> Extract to read:
'''
It's a Dying World is a Christian rock album by Steve Camp and was released by Myrrh Records in 1984. This was Camp's final album for Myrrh Records, but was not released until after Camp released Fire and Ice with Sparrow in late 1983.

Track listing 

All songs written by Steve Camp, except where noted.

"Holding on to You" (Camp, Rob Frazier) - 3:43
"Don't Wanna Be Friends" - 3:18
"It's a Dying World" - 3:49
"You Comfort Me" (Dana Key, Eddie DeGarmo, Mylon LeFevre) - 3:20
"You Know What's Right" (Carol Frazier, R. Frazier, Camp) – 3:19
"Light Your Candle" - 3:19
"I Don't Live by Chance" - 3:25
"Tongue is a Fire" - 5:04
"Can You Sleep Tonight" - 3:53
"Man Does Not Live" - 3:27

 A version of "Light Your Candle" was also released on Camp's 1983 album, Fire and Ice. This album was recorded before Fire and Ice, but released after. The version used here is the original, as Camp added the line "Let it burn bright in the face of the devil" in the chorus for Fire and Ice.
'''
> Task brief: Recast the album article's paragraph that opens "It's a Dying World is a Christian rock album" as a short bulleted list of its main facts.

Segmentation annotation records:
'''
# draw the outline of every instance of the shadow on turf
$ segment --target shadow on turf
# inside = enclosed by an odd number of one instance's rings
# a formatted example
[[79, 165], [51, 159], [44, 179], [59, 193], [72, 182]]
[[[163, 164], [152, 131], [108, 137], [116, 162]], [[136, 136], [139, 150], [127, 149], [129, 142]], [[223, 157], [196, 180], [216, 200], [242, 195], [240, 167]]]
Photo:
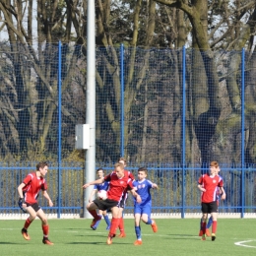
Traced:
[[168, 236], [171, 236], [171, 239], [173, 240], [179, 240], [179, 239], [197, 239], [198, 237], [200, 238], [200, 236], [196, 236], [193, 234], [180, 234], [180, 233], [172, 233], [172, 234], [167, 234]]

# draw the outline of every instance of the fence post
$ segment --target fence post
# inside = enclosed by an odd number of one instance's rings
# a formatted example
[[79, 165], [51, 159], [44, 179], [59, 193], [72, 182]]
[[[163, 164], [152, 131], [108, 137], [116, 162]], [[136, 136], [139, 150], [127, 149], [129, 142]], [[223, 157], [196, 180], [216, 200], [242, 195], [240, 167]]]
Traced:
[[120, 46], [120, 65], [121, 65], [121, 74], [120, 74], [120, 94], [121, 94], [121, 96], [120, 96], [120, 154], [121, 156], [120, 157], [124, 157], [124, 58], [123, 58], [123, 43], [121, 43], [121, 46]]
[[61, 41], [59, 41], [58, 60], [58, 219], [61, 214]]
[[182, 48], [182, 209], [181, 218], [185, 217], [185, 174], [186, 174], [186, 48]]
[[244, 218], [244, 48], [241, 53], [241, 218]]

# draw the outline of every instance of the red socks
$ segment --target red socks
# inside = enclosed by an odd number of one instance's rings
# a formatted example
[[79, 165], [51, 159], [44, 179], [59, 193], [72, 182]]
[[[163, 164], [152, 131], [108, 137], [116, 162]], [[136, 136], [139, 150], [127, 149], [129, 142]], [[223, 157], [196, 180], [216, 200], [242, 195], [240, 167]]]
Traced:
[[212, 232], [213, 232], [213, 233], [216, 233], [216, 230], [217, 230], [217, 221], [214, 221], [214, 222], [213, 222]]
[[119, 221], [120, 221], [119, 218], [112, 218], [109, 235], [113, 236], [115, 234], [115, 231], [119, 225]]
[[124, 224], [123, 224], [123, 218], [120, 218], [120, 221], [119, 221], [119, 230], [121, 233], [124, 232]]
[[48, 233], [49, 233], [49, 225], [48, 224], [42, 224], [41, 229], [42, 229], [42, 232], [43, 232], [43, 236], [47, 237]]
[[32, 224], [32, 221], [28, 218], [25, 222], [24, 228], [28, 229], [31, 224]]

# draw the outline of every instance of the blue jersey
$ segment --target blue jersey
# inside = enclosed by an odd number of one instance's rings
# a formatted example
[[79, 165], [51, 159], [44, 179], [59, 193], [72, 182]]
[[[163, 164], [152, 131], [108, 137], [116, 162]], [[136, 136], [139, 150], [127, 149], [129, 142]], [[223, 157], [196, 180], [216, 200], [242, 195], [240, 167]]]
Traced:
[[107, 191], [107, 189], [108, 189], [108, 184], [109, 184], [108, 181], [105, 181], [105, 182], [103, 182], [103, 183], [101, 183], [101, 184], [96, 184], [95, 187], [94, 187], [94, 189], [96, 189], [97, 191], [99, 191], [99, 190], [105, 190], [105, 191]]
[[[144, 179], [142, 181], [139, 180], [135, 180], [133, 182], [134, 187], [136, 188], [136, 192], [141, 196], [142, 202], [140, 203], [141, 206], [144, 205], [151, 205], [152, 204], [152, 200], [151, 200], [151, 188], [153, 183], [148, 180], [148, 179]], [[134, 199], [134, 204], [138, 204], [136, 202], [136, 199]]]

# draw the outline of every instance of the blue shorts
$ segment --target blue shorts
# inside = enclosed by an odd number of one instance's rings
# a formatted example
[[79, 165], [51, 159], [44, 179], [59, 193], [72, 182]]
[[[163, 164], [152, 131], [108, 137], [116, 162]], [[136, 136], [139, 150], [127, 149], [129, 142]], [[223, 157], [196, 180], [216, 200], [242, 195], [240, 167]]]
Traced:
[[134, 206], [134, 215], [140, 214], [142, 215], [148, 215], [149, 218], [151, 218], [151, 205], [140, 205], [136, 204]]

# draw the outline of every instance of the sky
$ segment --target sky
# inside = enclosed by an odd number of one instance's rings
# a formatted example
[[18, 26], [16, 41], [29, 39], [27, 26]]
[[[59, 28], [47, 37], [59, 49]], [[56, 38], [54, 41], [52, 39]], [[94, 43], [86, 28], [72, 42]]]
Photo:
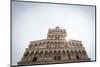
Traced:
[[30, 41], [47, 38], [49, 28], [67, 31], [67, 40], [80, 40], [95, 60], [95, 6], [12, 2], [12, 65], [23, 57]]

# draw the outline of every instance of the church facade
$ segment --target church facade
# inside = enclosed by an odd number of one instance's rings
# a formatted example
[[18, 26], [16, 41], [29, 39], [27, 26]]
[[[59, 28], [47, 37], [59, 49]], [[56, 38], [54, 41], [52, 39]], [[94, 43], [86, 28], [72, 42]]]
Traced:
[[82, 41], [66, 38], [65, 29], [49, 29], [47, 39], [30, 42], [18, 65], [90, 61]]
'''
> Response to the task:
- Christian rock album by Steve Camp, released by Myrrh Records in 1984
- Camp's final album for Myrrh Records
- Released only after Fire and Ice, which Camp put out with Sparrow in late 1983